#### [What needs to be done]
Verbatim copy without images: repeat the records in full.

(Stored items)
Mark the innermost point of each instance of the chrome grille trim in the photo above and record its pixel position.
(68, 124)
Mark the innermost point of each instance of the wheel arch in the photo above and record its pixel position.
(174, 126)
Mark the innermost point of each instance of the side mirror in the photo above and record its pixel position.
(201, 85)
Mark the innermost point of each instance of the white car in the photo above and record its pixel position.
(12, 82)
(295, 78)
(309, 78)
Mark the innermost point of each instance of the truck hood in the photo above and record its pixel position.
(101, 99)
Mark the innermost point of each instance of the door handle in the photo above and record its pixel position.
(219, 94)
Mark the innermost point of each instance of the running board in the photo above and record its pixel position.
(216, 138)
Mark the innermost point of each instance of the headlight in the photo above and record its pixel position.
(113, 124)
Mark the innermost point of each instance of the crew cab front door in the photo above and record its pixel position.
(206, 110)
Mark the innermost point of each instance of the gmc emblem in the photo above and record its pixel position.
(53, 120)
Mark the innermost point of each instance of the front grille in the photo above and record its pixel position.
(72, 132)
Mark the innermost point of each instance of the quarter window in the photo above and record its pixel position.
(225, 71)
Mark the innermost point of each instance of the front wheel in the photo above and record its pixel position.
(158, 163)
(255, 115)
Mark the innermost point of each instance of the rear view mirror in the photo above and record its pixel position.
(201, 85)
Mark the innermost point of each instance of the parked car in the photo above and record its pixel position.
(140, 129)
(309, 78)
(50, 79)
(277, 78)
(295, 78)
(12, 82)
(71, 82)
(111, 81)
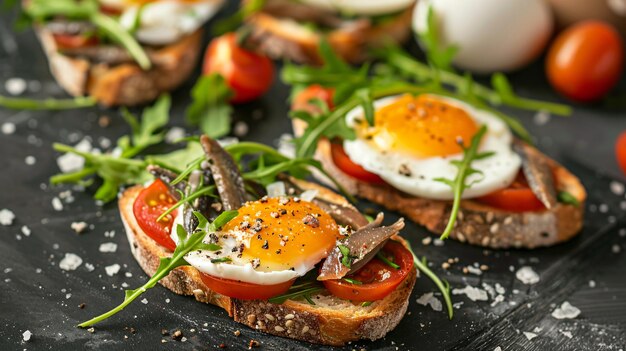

#### [Answer box]
Mark the innermost point of each instance of the chrome grille trim in the photo above and record its pixel position.
(68, 124)
Mark the innermost point of each instance of the wheel arch in the photo above and record its pixel position.
(174, 126)
Mark the innermost point of each instance of the side mirror in the photo above and record its pixel position.
(201, 85)
Mark the innermost point of each instance of the white car in the photo above and record its pixel position.
(12, 82)
(295, 78)
(309, 78)
Mark the innermost point of each instance of the truck hood in the photo above and record its pixel position.
(101, 99)
Mark the innermost point of each instance of the door handle in the photo above and record its pixel position.
(219, 94)
Mark the innermost point of each instance of the running board in the photo above and record its pixel position.
(216, 138)
Mark the innermost point of each instance of the headlight in the photo above and record its pixel position.
(113, 124)
Mark the innermost point of each instance of the crew cab front door in the photo above and record its pixel position.
(206, 110)
Mark the innermost point of each instance of the gmc emblem in the photo above and record its pixel position.
(53, 120)
Mark the innermost point of each instance of the front grille in the photo above and record its pixel position.
(72, 132)
Mark the innermost point of each instance of the quarter window in the photo above and record its pixel position.
(225, 71)
Mark the innermost point of each instance of the front wheel in the photo above and record its pixel position.
(158, 163)
(255, 115)
Mark the innermost point of each instance of the rear view mirror in the photo above and record its pixel position.
(201, 85)
Mark the innermost point of each instance of the parked car in the photo above and record its pixel position.
(140, 129)
(309, 78)
(50, 79)
(277, 78)
(295, 78)
(12, 82)
(71, 82)
(111, 81)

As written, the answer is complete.